▶ _THE REQUEST_: State how many lines of the entries below contain the word "slope", and give only that number.

▶ _RECORDS PROVIDED_:
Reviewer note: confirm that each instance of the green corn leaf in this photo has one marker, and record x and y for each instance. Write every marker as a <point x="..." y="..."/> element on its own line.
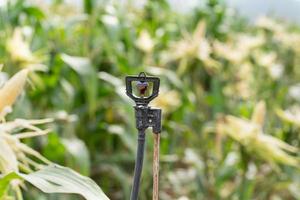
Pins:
<point x="58" y="179"/>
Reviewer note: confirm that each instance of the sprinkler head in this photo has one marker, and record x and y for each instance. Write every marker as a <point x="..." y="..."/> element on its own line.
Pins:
<point x="142" y="85"/>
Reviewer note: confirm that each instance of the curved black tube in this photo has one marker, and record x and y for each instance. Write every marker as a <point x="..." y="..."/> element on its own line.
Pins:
<point x="138" y="165"/>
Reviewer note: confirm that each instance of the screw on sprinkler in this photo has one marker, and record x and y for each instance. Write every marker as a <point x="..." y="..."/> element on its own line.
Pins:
<point x="145" y="117"/>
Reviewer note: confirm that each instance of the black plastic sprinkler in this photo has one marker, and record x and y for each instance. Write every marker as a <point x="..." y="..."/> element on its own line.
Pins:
<point x="145" y="117"/>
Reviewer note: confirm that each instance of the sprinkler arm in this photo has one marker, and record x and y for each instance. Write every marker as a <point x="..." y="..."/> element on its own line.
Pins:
<point x="145" y="117"/>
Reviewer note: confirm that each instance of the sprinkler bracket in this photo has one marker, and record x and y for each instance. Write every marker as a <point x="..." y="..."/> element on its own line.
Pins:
<point x="145" y="117"/>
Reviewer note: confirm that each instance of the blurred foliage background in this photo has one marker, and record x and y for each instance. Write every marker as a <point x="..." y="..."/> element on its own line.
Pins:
<point x="230" y="92"/>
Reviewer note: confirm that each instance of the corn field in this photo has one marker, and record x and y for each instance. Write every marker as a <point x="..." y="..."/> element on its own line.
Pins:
<point x="230" y="96"/>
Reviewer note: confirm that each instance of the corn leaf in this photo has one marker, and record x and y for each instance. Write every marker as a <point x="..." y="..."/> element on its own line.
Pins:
<point x="58" y="179"/>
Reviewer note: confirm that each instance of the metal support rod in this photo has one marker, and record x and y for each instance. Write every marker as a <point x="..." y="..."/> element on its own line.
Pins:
<point x="146" y="117"/>
<point x="156" y="166"/>
<point x="138" y="165"/>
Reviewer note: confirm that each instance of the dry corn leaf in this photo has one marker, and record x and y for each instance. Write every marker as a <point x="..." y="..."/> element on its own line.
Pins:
<point x="12" y="89"/>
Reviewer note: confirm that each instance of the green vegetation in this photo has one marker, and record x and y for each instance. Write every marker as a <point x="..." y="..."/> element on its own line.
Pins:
<point x="230" y="94"/>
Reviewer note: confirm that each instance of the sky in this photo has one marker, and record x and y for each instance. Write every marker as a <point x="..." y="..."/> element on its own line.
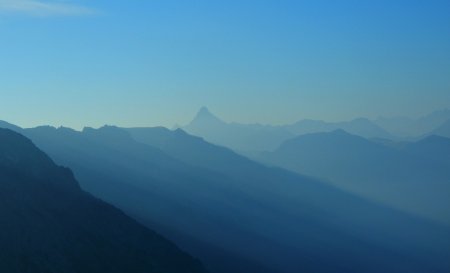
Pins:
<point x="156" y="62"/>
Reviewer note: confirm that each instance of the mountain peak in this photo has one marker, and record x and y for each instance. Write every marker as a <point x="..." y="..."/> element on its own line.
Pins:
<point x="204" y="112"/>
<point x="205" y="115"/>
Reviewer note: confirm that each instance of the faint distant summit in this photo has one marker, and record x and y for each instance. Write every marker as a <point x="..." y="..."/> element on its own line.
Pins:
<point x="204" y="113"/>
<point x="205" y="116"/>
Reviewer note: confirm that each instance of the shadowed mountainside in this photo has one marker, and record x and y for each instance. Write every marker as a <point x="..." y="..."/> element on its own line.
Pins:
<point x="217" y="204"/>
<point x="48" y="224"/>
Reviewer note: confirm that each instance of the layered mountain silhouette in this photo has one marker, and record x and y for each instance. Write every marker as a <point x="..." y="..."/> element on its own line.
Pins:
<point x="402" y="176"/>
<point x="248" y="138"/>
<point x="240" y="137"/>
<point x="414" y="128"/>
<point x="237" y="215"/>
<point x="48" y="224"/>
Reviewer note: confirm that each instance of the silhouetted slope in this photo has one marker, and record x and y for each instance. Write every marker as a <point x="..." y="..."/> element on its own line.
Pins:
<point x="360" y="126"/>
<point x="229" y="207"/>
<point x="377" y="171"/>
<point x="48" y="224"/>
<point x="196" y="151"/>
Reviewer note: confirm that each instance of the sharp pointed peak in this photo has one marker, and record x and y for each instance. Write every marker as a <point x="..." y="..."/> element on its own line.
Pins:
<point x="203" y="111"/>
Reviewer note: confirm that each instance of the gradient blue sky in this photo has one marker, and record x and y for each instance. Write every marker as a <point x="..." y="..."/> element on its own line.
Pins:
<point x="155" y="62"/>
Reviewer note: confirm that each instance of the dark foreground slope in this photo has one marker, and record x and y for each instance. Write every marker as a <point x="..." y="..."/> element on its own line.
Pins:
<point x="48" y="224"/>
<point x="219" y="205"/>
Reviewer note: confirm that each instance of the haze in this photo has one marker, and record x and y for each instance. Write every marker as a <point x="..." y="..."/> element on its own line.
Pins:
<point x="136" y="63"/>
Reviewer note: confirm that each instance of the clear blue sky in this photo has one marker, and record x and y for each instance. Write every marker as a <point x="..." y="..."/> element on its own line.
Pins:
<point x="155" y="62"/>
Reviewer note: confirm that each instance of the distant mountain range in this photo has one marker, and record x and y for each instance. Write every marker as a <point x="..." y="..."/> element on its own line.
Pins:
<point x="255" y="137"/>
<point x="237" y="215"/>
<point x="48" y="224"/>
<point x="413" y="128"/>
<point x="249" y="139"/>
<point x="413" y="176"/>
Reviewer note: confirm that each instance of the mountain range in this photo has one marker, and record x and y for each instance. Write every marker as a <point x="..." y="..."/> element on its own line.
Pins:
<point x="238" y="215"/>
<point x="49" y="224"/>
<point x="250" y="139"/>
<point x="406" y="127"/>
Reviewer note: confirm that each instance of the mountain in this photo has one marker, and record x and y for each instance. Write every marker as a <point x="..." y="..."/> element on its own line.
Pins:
<point x="360" y="126"/>
<point x="383" y="173"/>
<point x="6" y="125"/>
<point x="443" y="130"/>
<point x="413" y="128"/>
<point x="250" y="138"/>
<point x="50" y="225"/>
<point x="240" y="137"/>
<point x="196" y="151"/>
<point x="238" y="215"/>
<point x="434" y="148"/>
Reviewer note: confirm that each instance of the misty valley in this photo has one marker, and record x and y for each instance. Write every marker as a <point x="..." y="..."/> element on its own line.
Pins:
<point x="308" y="197"/>
<point x="227" y="136"/>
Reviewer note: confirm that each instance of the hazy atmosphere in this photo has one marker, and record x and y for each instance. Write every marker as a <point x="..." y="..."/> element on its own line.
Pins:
<point x="207" y="136"/>
<point x="157" y="62"/>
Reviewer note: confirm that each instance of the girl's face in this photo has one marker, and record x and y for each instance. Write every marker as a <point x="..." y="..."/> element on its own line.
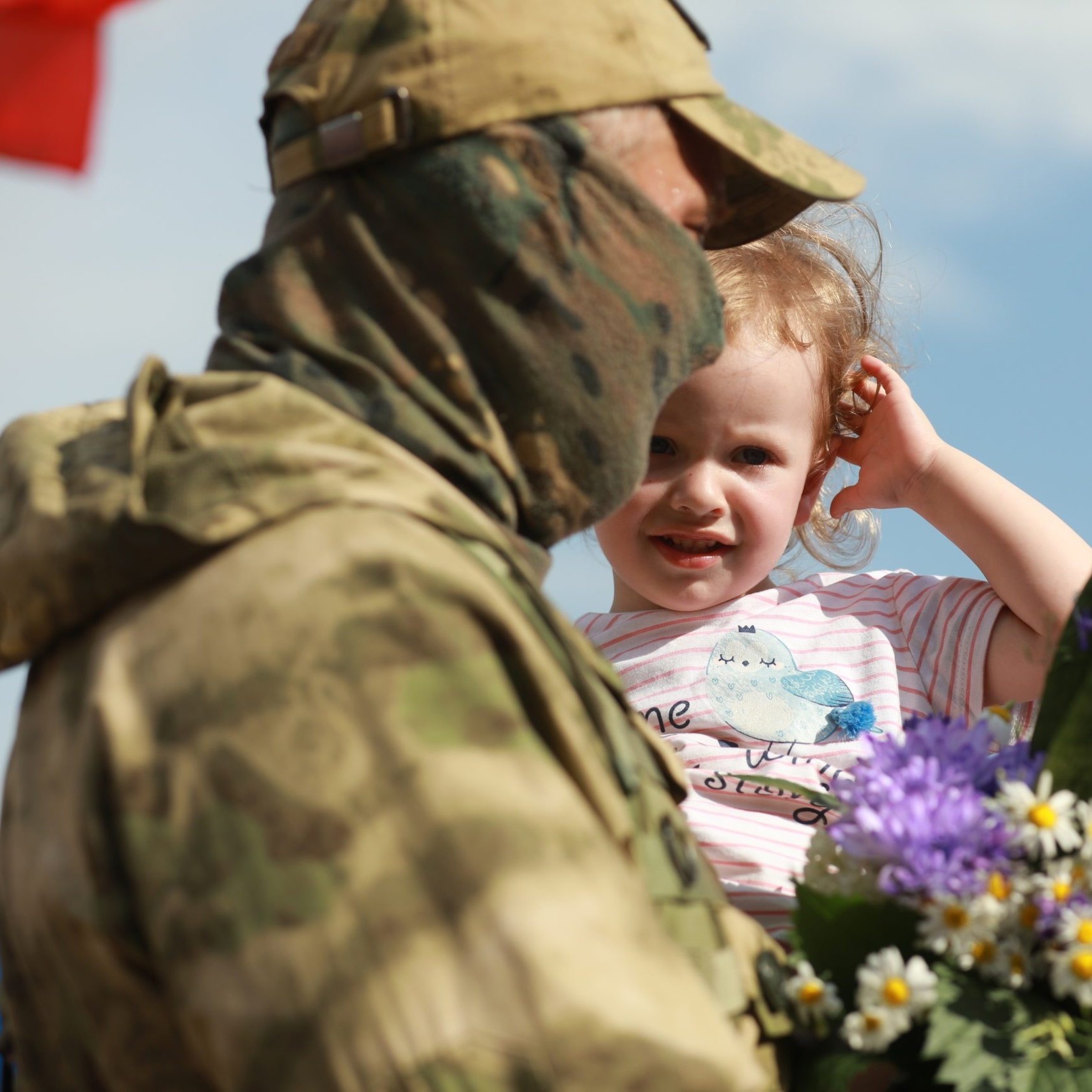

▶ _WRITTEN ANSWER_: 2